▸ **SOURCE**:
+ + +

Puppet Lunch

A Puppet Enterprise testimonial,
by S. Young.

Chapter 3 - Using Hiera

Hiera allows hierarchical configuration in Puppet, which is difficult to achieve with native Puppet code. Another major advantage is the separation of configuration data from the code, which makes everything generally easier. This is probably why Hiera comes bundled with Puppet Enterprise. To get a feel for what it can do, see the Puppet Labs Overview of Hiera.

A Basic Configuration

For testing purposes, we’re going to create a very simple Hiera-based Puppet Master configuration. At this point, we only have the three Puppet hosts to play with (Puppet Master, Puppet Console and PuppetDB), so we’ll verify the configuration on these nodes first. To keep things simple, we’ll follow the Hiera configuration example from the Overview, so this will be the order of events:

To get to grips with Hiera, it’s worth following the Puppet Labs complete example, in which the ntp service is configured. So we first need to install the ntp puppet module on the Puppet Master…

# puppet module install puppetlabs/ntp
Notice: Preparing to install into /etc/puppetlabs/puppet/modules ...
Notice: Downloading from https://forge.puppetlabs.com ...
Notice: Installing -- do not interrupt ...
/etc/puppetlabs/puppet/modules
└── puppetlabs-ntp (v2.0.1)

hiera.yaml and The Hierarchy

Hiera’s hierarchy configuration is in /etc/puppetlabs/puppet/hiera.yaml.

Note: If we edit this file, then Puppet needs to be restarted before it will pick up the changes (service pe-puppet restart).

The default Hiera configuration looks like this:

---
backends:
  - yaml
hierarchy:
  - defaults
  - "%{clientcert}"
  - "%{environment}"
  - global
yaml:
  # datadir is empty here, so hiera uses its defaults:
  # - /var/lib/hiera on *nix
  # - %CommonAppData%\PuppetLabs\hiera\var on Windows
  # When specifying a datadir, make sure the directory exists.
  datadir:

Hiera looks for data in /var/lib/hiera by default. To keep everything in one place, we’ll change this to /etc/puppetlabs/puppet/hiera. We’ll also change the hierarchy a bit, so the new config file looks like this:

---
backends:
  - yaml
hierarchy:
  - node/%{::fqdn}
  - "%{::environment}"
  - global
yaml:
  datadir: /etc/puppetlabs/puppet/hiera

Note the double-colon forces these variables to be top-scope. We do this to remove any ambiguity which may arise if a module were to define a variable of the same name. Top-scope namespace is the empty string, which is why nothing preceeds the double-colon.

This Hiera configuration provides a lot of flexibility. It allows:

For example, if we create a new node called ‘webserver1’ in environment ‘uat’, Hiera will search for Puppet module parameters in the following files, in this order:

1. /etc/puppetlabs/puppet/hiera/node/webserver1.yaml    
2. /etc/puppetlabs/puppet/hiera/uat.yaml                
3. /etc/puppetlabs/puppet/hiera/global.yaml             

So that’s:

  1. Specific config for this particular node
  2. Config for all nodes in UAT
  3. Common config for all nodes

One really nifty feature is that Puppet will search for module parameters automatically. It doesn’t have to be explicitly configured to search Hiera data (unless the module in question uses ‘defined types’ - see the Using Hiera with Defined Types section later in this page).

+ + +

▸ **INFORMATION SUPPLIED**:
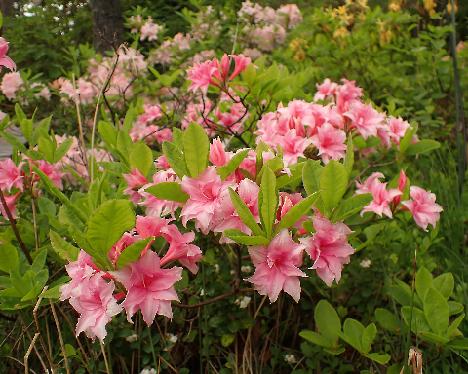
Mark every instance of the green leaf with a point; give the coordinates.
(436, 311)
(387, 319)
(175, 158)
(327, 320)
(107, 225)
(141, 158)
(351, 206)
(352, 333)
(460, 343)
(317, 339)
(9, 257)
(196, 149)
(381, 358)
(444, 284)
(423, 146)
(241, 238)
(227, 339)
(368, 337)
(423, 282)
(168, 191)
(244, 213)
(333, 184)
(132, 253)
(233, 164)
(311, 176)
(297, 211)
(268, 200)
(417, 318)
(349, 158)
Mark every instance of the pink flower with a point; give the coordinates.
(201, 75)
(11, 205)
(218, 156)
(10, 176)
(423, 207)
(154, 206)
(181, 248)
(149, 288)
(381, 197)
(205, 191)
(78, 270)
(277, 267)
(328, 248)
(96, 306)
(52, 171)
(365, 119)
(226, 216)
(11, 83)
(4, 59)
(330, 142)
(135, 180)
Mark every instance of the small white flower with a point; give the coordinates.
(246, 268)
(243, 302)
(132, 338)
(366, 263)
(171, 338)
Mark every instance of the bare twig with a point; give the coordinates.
(28, 352)
(62, 346)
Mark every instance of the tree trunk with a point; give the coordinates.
(107, 24)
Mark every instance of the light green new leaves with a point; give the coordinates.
(333, 184)
(196, 149)
(131, 253)
(268, 200)
(296, 212)
(168, 191)
(244, 213)
(65, 250)
(106, 226)
(232, 165)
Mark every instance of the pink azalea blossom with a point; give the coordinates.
(149, 288)
(10, 176)
(277, 267)
(325, 89)
(11, 83)
(381, 197)
(365, 119)
(181, 248)
(11, 205)
(330, 142)
(204, 191)
(96, 305)
(328, 248)
(423, 207)
(226, 216)
(4, 59)
(218, 155)
(154, 206)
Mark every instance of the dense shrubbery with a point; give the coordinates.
(194, 176)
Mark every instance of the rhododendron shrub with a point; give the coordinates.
(186, 159)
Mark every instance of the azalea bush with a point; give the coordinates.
(174, 206)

+ + +

▸ **WORK TO DO**:
a) According to the Hiera chapter, in which file is Hiera's hierarchy configuration kept?
b) Turn the paragraph of the Hiera chapter that begins "Hiera allows hierarchical configuration" into a short list that keeps its main facts.
c) Carry the Hiera chapter on from its final sentence, in the same style.
The listing has nothing to do with the Hiera chapter.

▸ **WRITTEN ANSWERS**:
a) /etc/puppetlabs/puppet/hiera.yaml

b)
- Hiera makes hierarchical configuration possible in Puppet, which is hard to do with native Puppet code.
- It keeps configuration data separate from code, which generally makes things easier.
- That is probably why it comes bundled with Puppet Enterprise.
- The Puppet Labs Overview of Hiera shows what it can do.

c)
Example: Data Sources and the ntp Service

Data sources are written in YAML, which is a really simple human-readable data format. For a quick glance at how data structures are represented in YAML, read this.

For example, when configuring the ntp service, we can define any global options in global.yaml:

ntp::package_ensure: latest
ntp::service_enable: true
ntp::service_ensure: running
ntp::servers:
  - ntp0.puppetlunch.com iburst
  - ntp1.puppetlunch.com iburst
  - ntp2.puppetlunch.com iburst
  - ntp3.puppetlunch.com iburst
ntp::driftfile: /var/lib/ntp/drift

Any of these options may be overriden further up the hierarchy. So for example, if we have an environment called “uat” in which we didn’t want to run the ntp service, we could put this in uat.yaml:

ntp::service_ensure: stopped

To test this, we can run the hiera command line tool, which allows you to test your Hiera configuration without repeated puppet agent runs:

# hiera ntp::service_ensure ::environment=uat
stopped
# hiera ntp::service_ensure ::environment=dev
running

However, if we wanted to run the ntp service on a particular node in uat called “uat-web1.puppetlunch.com” we can do this no problem in node/uat- web1.puppetlunch.com.yaml:

ntp::service_ensure: running

And test:

# hiera ntp::service_ensure ::environment=uat
stopped
# hiera ntp::service_ensure ::environment=uat ::fqdn=uat-web1.puppetlunch.com
running

Using Hiera Data in Puppet

We briefly mentioned that Puppet automatically searches Hiera data for module parameters. So when we ‘include’ the ntp class, Puppet will query hiera for its parameters. Let’s do that…

File: /etc/puppetlabs/puppet/manifests/site.pp

node default {
  #
  # First test: ntp. This includes the puppetlabs ntp module, which should
  # pick up its parameters from Hiera automatically.
  #
  include ntp
}

We can also use Hiera to load the ntp class as well, using the hiera_include function. Like this:

File: /etc/puppetlabs/puppet/manifests/site.pp

hiera_include('classes')

Then we define the ‘classes’ array in global.yaml:

#
# Specify which classes to enable
#
classes:
  - ntp

This provides the magical ability to enable and disable classes from the global configuration file, rather than editing the Puppet site.pp manifest directly.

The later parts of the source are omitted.